- Exercise input -
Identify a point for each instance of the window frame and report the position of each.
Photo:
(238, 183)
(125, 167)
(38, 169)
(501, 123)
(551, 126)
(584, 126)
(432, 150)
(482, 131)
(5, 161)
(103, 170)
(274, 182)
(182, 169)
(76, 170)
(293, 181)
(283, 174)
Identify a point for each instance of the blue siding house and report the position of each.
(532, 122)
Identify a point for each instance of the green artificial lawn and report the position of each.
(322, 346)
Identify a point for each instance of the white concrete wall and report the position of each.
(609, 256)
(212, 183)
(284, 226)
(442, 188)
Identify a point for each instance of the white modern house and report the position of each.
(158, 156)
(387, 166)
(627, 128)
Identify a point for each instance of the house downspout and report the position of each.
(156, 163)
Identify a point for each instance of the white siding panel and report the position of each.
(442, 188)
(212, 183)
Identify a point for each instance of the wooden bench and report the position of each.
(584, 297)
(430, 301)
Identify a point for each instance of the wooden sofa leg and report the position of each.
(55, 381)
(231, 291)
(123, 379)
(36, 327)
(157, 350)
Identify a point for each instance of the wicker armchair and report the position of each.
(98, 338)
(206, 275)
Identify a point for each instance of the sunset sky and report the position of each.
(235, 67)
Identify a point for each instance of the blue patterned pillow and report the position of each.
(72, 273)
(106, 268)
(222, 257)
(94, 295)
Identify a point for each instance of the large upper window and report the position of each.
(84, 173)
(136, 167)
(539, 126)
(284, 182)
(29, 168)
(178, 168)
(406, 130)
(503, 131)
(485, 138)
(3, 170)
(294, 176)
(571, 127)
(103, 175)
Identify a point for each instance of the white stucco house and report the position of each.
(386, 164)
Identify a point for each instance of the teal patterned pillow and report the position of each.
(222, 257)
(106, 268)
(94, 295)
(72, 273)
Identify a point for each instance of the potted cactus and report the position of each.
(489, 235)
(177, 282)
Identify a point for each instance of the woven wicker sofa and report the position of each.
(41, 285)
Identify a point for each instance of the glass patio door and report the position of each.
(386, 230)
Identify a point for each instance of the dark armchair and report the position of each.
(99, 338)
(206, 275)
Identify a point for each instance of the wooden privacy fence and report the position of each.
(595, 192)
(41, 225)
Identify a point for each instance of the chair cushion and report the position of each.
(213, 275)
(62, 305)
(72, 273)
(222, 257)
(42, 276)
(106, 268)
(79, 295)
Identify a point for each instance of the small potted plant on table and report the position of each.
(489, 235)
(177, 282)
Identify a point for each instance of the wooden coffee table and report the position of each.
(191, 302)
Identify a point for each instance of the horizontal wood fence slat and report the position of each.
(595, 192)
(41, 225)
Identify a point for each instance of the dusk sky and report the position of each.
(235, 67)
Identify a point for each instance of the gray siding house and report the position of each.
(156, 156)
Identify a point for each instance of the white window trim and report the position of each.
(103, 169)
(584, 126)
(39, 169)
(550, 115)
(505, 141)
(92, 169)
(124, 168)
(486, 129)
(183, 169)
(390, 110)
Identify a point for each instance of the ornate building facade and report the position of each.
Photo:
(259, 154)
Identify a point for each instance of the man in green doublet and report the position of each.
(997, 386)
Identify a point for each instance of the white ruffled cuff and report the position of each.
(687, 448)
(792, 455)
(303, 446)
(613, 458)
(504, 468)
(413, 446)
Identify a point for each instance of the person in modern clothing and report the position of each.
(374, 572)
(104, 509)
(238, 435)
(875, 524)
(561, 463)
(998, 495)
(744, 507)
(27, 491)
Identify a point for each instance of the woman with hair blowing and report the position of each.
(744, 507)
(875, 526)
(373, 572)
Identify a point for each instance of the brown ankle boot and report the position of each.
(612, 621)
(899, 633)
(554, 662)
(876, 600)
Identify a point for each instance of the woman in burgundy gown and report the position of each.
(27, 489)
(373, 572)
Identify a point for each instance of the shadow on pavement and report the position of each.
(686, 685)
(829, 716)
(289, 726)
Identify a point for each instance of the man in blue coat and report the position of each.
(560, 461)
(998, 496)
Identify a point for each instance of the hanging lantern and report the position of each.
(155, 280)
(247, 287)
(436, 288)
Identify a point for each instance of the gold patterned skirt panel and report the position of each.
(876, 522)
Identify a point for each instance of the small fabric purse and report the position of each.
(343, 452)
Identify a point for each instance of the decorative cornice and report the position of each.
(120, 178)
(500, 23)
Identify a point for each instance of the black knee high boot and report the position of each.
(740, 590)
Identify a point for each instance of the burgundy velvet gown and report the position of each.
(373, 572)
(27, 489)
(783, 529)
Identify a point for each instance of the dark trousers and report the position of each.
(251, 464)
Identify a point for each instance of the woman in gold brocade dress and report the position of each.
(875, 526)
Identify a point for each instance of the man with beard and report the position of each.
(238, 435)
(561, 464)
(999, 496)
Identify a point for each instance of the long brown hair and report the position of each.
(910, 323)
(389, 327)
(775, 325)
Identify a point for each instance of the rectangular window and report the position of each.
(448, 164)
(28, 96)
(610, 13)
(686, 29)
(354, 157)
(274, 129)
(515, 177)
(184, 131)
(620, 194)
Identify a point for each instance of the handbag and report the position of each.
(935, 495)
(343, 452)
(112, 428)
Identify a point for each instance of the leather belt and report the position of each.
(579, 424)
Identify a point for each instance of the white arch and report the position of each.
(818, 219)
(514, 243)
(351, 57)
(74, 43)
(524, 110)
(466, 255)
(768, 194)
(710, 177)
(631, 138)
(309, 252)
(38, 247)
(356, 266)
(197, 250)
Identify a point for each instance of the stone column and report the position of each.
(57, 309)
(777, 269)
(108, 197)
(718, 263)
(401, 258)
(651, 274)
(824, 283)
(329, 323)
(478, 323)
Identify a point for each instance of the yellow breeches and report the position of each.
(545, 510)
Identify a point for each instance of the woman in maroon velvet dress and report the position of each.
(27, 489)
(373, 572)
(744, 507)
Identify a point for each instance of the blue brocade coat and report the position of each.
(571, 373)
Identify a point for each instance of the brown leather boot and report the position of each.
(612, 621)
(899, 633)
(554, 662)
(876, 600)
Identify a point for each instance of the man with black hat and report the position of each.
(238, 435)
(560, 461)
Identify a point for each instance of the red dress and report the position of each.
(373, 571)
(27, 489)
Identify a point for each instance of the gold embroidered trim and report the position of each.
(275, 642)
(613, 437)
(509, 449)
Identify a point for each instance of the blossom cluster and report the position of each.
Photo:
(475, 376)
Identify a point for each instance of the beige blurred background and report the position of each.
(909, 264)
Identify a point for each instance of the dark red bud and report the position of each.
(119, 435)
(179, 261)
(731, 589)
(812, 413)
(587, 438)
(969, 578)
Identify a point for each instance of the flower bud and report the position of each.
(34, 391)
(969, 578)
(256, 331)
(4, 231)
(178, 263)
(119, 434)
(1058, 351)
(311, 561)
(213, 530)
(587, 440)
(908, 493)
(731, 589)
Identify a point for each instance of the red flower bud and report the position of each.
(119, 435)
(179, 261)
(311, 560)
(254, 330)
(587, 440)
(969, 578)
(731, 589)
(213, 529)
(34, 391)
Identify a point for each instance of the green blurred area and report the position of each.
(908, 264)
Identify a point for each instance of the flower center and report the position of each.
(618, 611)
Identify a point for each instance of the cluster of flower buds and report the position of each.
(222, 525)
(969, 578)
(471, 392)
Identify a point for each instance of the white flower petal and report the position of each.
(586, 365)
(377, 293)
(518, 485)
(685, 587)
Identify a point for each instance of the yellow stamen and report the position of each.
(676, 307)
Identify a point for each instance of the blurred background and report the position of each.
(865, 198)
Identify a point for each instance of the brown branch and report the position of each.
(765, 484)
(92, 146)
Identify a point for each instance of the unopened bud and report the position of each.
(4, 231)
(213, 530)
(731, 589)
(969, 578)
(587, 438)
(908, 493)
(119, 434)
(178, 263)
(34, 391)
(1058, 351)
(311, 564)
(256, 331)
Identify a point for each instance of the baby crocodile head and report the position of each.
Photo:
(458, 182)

- To do -
Copy the data word for word, starting at the line containing "Identify a point for each instance of the flower center" and continuing through the last line of the data.

- Expected answer -
Identify a point for each instance of the flower center and report the position of each.
(618, 611)
Identify a point for each instance of the cluster of flower buds and report the position of each.
(222, 525)
(969, 578)
(471, 392)
Identify a point for each instance of the white flower petal and report the position of each.
(586, 365)
(377, 293)
(518, 485)
(685, 587)
Identify a point for each instance of the yellow stamen and report the position of each.
(676, 307)
Identify a point for each instance of the blurred background and report the position of each.
(865, 198)
Identify a point for each instance of the brown branch and report the position of each.
(765, 484)
(92, 146)
Identify a point for each instance of the unopened bud and report the position of each.
(4, 231)
(213, 530)
(731, 589)
(969, 578)
(587, 438)
(908, 493)
(119, 434)
(178, 263)
(34, 391)
(1058, 351)
(311, 564)
(256, 331)
Identify a point for each instance of the baby crocodile head and report the position of each.
Photo:
(458, 182)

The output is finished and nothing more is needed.